• _EXERCISE DIRECTIONS_:
Take all the material and copy it exactly.

• _RECORD SET_:
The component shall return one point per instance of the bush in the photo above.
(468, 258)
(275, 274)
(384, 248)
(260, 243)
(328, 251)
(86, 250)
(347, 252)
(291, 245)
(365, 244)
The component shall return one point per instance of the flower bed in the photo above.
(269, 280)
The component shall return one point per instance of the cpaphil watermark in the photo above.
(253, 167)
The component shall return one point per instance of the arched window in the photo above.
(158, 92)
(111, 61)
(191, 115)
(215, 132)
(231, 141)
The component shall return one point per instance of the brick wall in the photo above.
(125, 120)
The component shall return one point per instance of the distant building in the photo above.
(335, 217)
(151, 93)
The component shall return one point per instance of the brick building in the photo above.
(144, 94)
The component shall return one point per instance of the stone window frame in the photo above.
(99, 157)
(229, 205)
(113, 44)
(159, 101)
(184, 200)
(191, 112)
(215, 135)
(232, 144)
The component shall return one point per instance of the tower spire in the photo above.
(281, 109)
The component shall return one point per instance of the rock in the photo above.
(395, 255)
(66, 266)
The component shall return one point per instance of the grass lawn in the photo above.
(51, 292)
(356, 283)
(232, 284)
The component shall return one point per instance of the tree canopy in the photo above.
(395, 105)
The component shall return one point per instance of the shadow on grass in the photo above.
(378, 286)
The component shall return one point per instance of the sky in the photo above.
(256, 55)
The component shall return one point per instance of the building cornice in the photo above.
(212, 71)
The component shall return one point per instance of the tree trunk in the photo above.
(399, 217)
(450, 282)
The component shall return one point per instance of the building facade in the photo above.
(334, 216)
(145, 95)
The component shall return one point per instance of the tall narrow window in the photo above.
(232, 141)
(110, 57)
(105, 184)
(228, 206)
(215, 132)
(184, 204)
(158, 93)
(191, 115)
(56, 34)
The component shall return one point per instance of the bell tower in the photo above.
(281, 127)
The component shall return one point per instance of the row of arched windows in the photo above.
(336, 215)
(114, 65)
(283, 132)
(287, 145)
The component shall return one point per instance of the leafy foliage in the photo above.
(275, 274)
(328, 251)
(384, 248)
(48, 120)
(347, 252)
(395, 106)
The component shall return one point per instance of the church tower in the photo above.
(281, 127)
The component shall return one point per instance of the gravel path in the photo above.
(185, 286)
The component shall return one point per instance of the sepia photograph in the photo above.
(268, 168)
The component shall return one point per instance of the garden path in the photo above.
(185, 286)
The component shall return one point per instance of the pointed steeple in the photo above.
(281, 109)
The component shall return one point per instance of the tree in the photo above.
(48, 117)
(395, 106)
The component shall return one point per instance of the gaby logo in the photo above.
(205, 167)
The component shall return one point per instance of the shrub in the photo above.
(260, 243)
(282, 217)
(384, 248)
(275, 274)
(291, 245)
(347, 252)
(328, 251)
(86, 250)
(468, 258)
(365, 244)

• _OUTPUT FOR THIS TASK_:
The component shall return one point per instance of the bush in the photo above.
(468, 258)
(275, 274)
(384, 248)
(260, 243)
(328, 251)
(86, 250)
(347, 252)
(291, 245)
(365, 244)
The component shall return one point per instance of the flower bed in the photo above.
(269, 280)
The component shall return one point per instance of the cpaphil watermark in the photo above.
(253, 167)
The component shall return one point per instance of the arched window in the photo above.
(158, 92)
(111, 61)
(191, 115)
(215, 132)
(231, 141)
The component shall return one point per instance of the brick wall in the photo above.
(125, 120)
The component shall return one point per instance of the distant building in the photo above.
(335, 217)
(151, 93)
The component shall return one point per instance of the brick building in the photo above.
(144, 94)
The component shall return one point per instance of the stone window frame in the photo above.
(99, 157)
(229, 205)
(113, 44)
(159, 101)
(184, 200)
(191, 112)
(215, 135)
(232, 144)
The component shall return one point per instance of the tower spire in the photo above.
(281, 109)
The component shall return one point per instance of the rock in the photo above.
(395, 255)
(66, 266)
The component shall return one point per instance of the grass lawn in the photo above.
(51, 292)
(356, 283)
(232, 284)
The component shall return one point per instance of the tree canopy in the photo above.
(395, 105)
The component shall return one point per instance of the shadow on grass in the photo above.
(378, 286)
The component shall return one point per instance of the sky in the photo above.
(256, 55)
The component shall return one point per instance of the building cornice in the photo above.
(212, 71)
The component shall return one point per instance of the tree trunk in the photo above.
(399, 217)
(450, 282)
The component shall return one point per instance of the building facade in the photo above.
(334, 216)
(145, 95)
The component shall return one point per instance of the tall narrow window in the photo above.
(232, 141)
(110, 57)
(105, 184)
(228, 206)
(215, 132)
(184, 204)
(158, 93)
(191, 115)
(56, 34)
The component shall return one point per instance of the bell tower in the photo above.
(281, 127)
The component shall return one point per instance of the row of arched windows in the photo above.
(336, 215)
(114, 65)
(283, 132)
(287, 145)
The component shall return one point per instance of the leafy foliage in the photo above.
(275, 274)
(328, 251)
(384, 248)
(48, 120)
(347, 252)
(395, 106)
The component shall return one point per instance of the church tower in the photo above.
(281, 127)
The component shall return one point per instance of the gravel path in the photo above.
(185, 286)
The component shall return one point per instance of the sepia photograph in the photo above.
(268, 168)
The component shall return one point per instance of the garden path in the photo above.
(185, 286)
The component shall return one point per instance of the pointed steeple in the photo above.
(281, 109)
The component shall return one point per instance of the tree in the photo above.
(48, 117)
(395, 106)
The component shall return one point per instance of the gaby logo in the photo above.
(205, 167)
The component shall return one point per instance of the shrub in the photo above.
(260, 243)
(282, 217)
(384, 248)
(275, 274)
(291, 245)
(347, 252)
(328, 251)
(86, 250)
(468, 258)
(365, 244)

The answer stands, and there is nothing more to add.